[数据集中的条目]
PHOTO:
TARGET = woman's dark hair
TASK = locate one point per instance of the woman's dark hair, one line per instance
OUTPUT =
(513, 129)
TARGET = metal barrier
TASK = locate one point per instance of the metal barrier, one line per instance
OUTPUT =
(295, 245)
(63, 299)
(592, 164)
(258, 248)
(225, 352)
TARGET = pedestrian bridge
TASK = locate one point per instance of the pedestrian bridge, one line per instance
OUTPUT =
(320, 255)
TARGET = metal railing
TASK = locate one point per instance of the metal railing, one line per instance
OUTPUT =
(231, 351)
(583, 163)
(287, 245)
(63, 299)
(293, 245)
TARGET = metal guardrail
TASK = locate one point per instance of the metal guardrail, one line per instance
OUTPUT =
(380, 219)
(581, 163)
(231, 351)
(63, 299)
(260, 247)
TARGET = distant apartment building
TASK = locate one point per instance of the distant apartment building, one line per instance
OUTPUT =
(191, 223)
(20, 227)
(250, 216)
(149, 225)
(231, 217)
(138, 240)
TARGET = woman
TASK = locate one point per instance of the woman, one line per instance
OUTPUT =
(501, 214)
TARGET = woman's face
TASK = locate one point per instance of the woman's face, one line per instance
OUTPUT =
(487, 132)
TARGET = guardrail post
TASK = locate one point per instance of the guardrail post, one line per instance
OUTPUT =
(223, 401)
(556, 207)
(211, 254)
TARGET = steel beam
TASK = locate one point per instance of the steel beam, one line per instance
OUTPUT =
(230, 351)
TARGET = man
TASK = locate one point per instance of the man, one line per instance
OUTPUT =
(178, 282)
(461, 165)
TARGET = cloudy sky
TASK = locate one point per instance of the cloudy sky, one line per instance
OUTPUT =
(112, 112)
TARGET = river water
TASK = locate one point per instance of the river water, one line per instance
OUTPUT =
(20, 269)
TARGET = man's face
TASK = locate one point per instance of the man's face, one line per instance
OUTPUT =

* [书面任务]: 以编号列表的形式列出上述全部条目的各行，空行略去不计。

* [最终结果]:
1. PHOTO:
2. TARGET = woman's dark hair
3. TASK = locate one point per instance of the woman's dark hair, one line per instance
4. OUTPUT =
5. (513, 129)
6. TARGET = metal barrier
7. TASK = locate one point per instance of the metal barrier, one line per instance
8. OUTPUT =
9. (295, 245)
10. (63, 299)
11. (592, 164)
12. (258, 248)
13. (225, 352)
14. TARGET = pedestrian bridge
15. TASK = locate one point per instance of the pedestrian bridge, one line per instance
16. OUTPUT =
17. (320, 255)
18. TARGET = metal railing
19. TASK = locate one point per instance of the metal railing, one line per instance
20. OUTPUT =
21. (231, 351)
22. (583, 163)
23. (287, 245)
24. (63, 299)
25. (293, 245)
26. TARGET = metal guardrail
27. TASK = locate one point per instance of the metal guardrail, one line per instance
28. OUTPUT =
29. (380, 219)
30. (581, 163)
31. (231, 351)
32. (63, 299)
33. (260, 247)
34. TARGET = distant apartment building
35. TASK = locate one point per instance of the distant apartment building, one line per instance
36. OUTPUT =
37. (191, 223)
38. (20, 227)
39. (250, 216)
40. (149, 225)
41. (231, 217)
42. (138, 240)
43. TARGET = woman
44. TASK = locate one point per instance of the woman, one line per instance
45. OUTPUT =
46. (501, 214)
47. TARGET = woman's face
48. TASK = locate one point per instance of the woman's face, one line per instance
49. OUTPUT =
50. (487, 132)
51. TARGET = guardrail post
52. TASK = locate one point per instance of the guardrail post, one line per instance
53. OUTPUT =
54. (223, 401)
55. (556, 207)
56. (211, 254)
57. TARGET = steel beam
58. TASK = locate one point per instance of the steel beam, one line per instance
59. OUTPUT =
60. (230, 351)
61. TARGET = man
62. TASK = locate one point per instance of the man, one line per instance
63. OUTPUT =
64. (178, 282)
65. (461, 165)
66. TARGET = cloudy sky
67. TASK = locate one point per instance of the cloudy sky, one line per instance
68. OUTPUT =
69. (112, 112)
70. TARGET = river water
71. TASK = locate one point per instance of the river water, one line per instance
72. OUTPUT =
73. (20, 269)
74. TARGET = man's face
75. TASK = locate one point per instance of the man's face, one line per instance
76. OUTPUT =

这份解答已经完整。